Records supplied:
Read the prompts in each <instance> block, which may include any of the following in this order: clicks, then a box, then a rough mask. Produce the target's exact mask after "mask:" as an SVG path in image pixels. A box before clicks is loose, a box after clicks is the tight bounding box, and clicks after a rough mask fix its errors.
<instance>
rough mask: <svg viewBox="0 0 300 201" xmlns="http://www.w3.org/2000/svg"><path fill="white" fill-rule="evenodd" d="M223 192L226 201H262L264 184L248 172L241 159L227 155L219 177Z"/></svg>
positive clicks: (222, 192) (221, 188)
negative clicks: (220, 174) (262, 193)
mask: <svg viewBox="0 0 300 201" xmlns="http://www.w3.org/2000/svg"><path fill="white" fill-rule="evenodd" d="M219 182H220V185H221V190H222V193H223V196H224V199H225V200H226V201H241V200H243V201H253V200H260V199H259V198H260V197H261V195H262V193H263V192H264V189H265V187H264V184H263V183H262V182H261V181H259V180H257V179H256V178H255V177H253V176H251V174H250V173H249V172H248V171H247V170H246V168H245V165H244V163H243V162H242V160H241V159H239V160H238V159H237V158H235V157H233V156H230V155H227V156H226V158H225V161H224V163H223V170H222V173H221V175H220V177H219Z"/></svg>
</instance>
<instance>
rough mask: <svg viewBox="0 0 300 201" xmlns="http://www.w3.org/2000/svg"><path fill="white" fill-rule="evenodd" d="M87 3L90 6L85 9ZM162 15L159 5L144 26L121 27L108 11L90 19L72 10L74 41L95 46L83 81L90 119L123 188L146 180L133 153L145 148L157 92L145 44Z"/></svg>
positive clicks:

Exercise requirements:
A verbatim copy of every record is what you should return.

Written response:
Read the prompts in each <instance> block, which may include any of the following in this order: clicks, then a box, then a rough mask. Produce the target's exact mask after "mask:" as an SVG path in image pixels. A box before clicks is loose, a box after clicks is the tight bounding box, and clicks after a rough mask fix its errors.
<instance>
rough mask: <svg viewBox="0 0 300 201" xmlns="http://www.w3.org/2000/svg"><path fill="white" fill-rule="evenodd" d="M223 192L226 201H262L264 184L248 172L241 159L227 155L219 177Z"/></svg>
positive clicks: (222, 192) (221, 188)
negative clicks: (220, 174) (262, 193)
mask: <svg viewBox="0 0 300 201" xmlns="http://www.w3.org/2000/svg"><path fill="white" fill-rule="evenodd" d="M219 182H220V185H221V190H222V193H223V196H224V199H225V200H226V201H241V200H243V201H253V200H260V199H259V198H260V197H261V195H262V193H263V192H264V189H265V187H264V184H263V183H262V182H261V181H259V180H257V179H256V178H255V177H253V176H251V174H250V173H249V172H248V171H247V170H246V168H245V165H244V163H243V162H242V160H241V159H239V160H238V159H237V158H235V157H233V156H230V155H227V156H226V158H225V161H224V163H223V170H222V173H221V175H220V177H219Z"/></svg>
</instance>
<instance>
rough mask: <svg viewBox="0 0 300 201" xmlns="http://www.w3.org/2000/svg"><path fill="white" fill-rule="evenodd" d="M87 3L90 6L85 9ZM162 15L159 5L144 26L121 27L108 11L90 19L72 10L74 41L95 46L83 81L90 119L123 188L146 180L133 153L145 148L157 92L145 44Z"/></svg>
positive clicks:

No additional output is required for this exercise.